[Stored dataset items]
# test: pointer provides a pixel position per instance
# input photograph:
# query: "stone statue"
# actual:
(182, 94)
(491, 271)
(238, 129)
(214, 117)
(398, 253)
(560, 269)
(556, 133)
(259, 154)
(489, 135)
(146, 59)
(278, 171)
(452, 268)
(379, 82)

* _Exercise_
Give the records above again, word for word.

* _Answer to this task_
# test: pointer provides a pixel position per instance
# input photograph:
# query: "stone statue"
# actual:
(182, 94)
(491, 271)
(238, 129)
(214, 117)
(398, 253)
(560, 269)
(556, 133)
(259, 154)
(489, 135)
(146, 59)
(278, 171)
(452, 268)
(379, 82)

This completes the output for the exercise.